■ **Was erwartet wird**:
Gib den Absatz des Auszugs, der mit „Da waren zwei depressive Episoden“ beginnt, in kürzerer Form wieder und behalte dabei seine wesentlichen Fakten bei.

Licht, verschleiert

Als ich heute Morgen auf meinen Balkon trete, hängen dichte Nebelschwaden vor der Sonne. Irgendwie passend, denke ich, zünde mir eine Zigarette an, blase den Rauch aus und füge dem Nebel weitere Schwaden hinzu.

Aber passend wozu? Bevor ich weiß, wie mir geschieht, befinde ich mich in dem Kaninchenbau namens Jahresrückblick. Kommt man ja dieser Tage kaum drum herum. Also überlege ich, was in diesem Jahr passiert ist und ob ich über irgendetwas davon einen Text schreiben kann.

Da war im Frühjahr der mäßige Sex mit einem Mann und im Juni der überirdische Sex mit einem anderen. Aber niemand mag sich alternde Leute beim Sex vorstellen, egal wie der war. Außerdem würde es so aussehen, als hätte ich ein regelmäßiges Sexleben und das kann man nun wirklich nicht sagen. Irgendwann schreibe ich vielleicht mal darüber, wie es so ist, seine sexpositive Seite erst als Frau über 45 zu entdecken, aber nicht heute.

Da waren zwei depressive Episoden, die mir zusammengenommen ungefähr vier Monate des Jahres geraubt haben. Habe ich schon genug drüber in den sozialen Medien geschrieben, muss nicht nochmal sein. Irgendwann schreibe ich vielleicht mal darüber, wie man sich selbst im Auge behält, wenn man zu Depression und Angstsymptomatik neigt, aber nicht heute.

[Regionsbeschreibungen in natürlicher Sprache]
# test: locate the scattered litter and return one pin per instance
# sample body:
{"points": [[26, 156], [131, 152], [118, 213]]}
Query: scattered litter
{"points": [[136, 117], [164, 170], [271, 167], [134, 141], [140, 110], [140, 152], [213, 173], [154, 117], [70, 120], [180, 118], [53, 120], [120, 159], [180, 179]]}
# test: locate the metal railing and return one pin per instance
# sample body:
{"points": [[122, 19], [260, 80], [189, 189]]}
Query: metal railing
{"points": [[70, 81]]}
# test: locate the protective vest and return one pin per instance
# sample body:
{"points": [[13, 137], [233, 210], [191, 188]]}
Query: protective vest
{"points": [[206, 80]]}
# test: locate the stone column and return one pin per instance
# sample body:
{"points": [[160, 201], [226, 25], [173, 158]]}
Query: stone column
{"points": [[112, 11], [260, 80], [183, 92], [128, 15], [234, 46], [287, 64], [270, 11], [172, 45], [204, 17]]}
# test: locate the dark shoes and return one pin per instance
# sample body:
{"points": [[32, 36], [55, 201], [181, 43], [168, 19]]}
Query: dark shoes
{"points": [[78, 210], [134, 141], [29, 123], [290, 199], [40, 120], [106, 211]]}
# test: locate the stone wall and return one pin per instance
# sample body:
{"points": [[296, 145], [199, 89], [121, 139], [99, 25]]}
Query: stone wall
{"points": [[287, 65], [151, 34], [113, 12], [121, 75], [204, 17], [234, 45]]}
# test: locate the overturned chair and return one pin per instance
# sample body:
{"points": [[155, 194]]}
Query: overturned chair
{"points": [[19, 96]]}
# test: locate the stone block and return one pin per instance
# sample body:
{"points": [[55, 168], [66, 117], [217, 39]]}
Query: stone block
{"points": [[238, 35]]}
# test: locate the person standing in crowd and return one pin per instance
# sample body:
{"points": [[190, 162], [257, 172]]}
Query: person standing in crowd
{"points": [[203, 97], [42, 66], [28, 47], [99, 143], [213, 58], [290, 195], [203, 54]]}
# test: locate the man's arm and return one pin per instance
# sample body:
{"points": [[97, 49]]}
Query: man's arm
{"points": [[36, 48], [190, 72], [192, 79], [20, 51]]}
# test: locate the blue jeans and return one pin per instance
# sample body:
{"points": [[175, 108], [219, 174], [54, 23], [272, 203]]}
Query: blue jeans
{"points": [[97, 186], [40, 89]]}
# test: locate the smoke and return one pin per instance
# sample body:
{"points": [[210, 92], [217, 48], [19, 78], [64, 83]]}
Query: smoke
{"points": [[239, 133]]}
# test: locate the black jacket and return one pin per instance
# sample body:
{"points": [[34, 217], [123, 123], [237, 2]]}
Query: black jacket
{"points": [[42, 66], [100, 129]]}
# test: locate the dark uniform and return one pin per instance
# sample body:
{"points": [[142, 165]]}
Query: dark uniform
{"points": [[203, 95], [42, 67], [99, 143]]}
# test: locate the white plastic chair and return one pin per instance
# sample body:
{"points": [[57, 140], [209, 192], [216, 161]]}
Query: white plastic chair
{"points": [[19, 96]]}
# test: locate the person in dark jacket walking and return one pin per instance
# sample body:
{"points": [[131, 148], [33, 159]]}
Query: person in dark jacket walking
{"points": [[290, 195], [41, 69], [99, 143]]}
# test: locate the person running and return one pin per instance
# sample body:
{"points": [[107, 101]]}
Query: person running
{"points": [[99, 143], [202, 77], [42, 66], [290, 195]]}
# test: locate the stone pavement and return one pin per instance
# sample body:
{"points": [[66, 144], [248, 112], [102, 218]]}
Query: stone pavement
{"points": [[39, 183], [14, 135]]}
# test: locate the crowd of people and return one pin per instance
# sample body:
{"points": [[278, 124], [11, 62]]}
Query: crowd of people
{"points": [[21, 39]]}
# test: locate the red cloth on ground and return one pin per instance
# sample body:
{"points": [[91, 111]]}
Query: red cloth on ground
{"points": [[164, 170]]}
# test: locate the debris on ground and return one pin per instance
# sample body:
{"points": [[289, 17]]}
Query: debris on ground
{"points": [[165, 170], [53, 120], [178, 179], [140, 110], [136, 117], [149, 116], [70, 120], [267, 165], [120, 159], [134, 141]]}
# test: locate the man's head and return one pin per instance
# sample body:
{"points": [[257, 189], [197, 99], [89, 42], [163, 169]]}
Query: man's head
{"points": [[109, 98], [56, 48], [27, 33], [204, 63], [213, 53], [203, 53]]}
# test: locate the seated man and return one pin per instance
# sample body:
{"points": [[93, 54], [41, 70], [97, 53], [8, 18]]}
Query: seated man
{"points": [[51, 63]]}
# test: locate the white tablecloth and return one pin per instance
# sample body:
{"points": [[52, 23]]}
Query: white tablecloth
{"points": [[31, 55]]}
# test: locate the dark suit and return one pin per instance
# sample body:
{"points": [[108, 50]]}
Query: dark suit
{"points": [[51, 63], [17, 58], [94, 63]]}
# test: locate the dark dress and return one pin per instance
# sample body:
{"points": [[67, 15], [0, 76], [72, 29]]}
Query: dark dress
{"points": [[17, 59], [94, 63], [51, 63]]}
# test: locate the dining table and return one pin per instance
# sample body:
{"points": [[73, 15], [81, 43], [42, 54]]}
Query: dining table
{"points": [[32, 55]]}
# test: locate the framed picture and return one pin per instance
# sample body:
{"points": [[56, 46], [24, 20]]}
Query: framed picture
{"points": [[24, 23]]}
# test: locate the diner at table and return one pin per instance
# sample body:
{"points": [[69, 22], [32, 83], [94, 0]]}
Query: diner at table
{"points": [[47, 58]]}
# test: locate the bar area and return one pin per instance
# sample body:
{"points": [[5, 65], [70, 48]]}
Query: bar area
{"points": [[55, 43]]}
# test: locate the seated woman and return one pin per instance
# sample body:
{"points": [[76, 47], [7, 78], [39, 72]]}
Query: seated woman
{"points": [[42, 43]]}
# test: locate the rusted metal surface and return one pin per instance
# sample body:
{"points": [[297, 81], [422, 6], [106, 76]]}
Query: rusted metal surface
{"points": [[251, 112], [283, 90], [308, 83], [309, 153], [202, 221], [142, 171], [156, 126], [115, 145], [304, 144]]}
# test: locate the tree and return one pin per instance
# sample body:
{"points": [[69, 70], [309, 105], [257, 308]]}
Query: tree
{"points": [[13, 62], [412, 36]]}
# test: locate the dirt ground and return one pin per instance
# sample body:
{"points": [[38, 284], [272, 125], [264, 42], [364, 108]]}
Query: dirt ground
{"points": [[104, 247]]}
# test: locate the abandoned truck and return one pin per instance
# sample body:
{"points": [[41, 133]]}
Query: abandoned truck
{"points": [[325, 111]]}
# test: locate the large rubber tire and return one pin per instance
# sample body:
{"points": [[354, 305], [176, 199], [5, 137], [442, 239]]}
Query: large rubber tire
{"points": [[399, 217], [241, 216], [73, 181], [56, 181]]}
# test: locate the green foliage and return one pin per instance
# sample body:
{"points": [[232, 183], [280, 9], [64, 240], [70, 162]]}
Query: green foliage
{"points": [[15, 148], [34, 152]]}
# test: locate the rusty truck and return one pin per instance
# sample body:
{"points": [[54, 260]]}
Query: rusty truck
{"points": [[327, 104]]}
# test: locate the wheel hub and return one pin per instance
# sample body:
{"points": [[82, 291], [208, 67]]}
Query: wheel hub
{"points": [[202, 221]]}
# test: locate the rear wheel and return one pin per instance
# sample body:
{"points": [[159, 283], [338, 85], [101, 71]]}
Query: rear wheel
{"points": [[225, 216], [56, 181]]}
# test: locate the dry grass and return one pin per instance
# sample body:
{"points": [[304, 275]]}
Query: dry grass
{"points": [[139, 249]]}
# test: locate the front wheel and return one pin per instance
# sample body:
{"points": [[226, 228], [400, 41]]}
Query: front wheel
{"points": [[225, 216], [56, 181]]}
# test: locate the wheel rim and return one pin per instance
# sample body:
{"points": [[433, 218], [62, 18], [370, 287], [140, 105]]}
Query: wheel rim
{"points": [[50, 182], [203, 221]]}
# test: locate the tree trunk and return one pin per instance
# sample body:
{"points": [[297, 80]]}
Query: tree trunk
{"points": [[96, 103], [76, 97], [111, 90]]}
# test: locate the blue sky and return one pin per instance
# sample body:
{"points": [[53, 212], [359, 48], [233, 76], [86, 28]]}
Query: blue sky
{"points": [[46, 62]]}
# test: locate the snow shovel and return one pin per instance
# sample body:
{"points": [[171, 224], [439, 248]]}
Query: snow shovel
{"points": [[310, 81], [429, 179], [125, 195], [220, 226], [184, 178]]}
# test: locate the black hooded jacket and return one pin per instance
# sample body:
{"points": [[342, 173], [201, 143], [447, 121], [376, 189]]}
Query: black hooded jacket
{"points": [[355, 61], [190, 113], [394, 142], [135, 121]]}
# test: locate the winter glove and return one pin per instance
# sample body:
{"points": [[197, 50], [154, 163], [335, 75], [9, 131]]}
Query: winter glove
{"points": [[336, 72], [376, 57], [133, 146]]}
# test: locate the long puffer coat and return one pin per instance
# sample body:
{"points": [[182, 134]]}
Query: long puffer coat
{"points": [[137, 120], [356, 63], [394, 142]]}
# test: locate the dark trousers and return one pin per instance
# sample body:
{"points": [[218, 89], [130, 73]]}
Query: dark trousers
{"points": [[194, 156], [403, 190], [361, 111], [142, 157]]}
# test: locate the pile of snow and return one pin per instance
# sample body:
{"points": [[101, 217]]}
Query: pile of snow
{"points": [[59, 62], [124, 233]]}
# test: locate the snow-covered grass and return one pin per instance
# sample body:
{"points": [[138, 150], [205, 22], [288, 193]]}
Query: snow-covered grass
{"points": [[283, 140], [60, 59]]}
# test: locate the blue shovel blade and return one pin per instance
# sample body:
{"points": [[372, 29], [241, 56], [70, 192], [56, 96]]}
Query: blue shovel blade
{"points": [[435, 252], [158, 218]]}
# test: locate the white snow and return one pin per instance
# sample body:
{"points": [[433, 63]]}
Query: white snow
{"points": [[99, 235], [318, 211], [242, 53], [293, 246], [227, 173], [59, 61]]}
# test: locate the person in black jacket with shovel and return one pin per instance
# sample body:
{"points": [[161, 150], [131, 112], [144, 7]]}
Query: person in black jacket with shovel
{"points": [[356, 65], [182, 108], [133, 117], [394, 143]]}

■ **Ergebnis der Aufgabe**:
Zwei depressive Episoden haben mich dieses Jahr zusammen etwa vier Monate gekostet. Darüber habe ich in den sozialen Medien schon genug geschrieben. Wie man sich bei einer Neigung zu Depression und Angstsymptomatik selbst im Auge behält, beschreibe ich vielleicht irgendwann, aber nicht heute.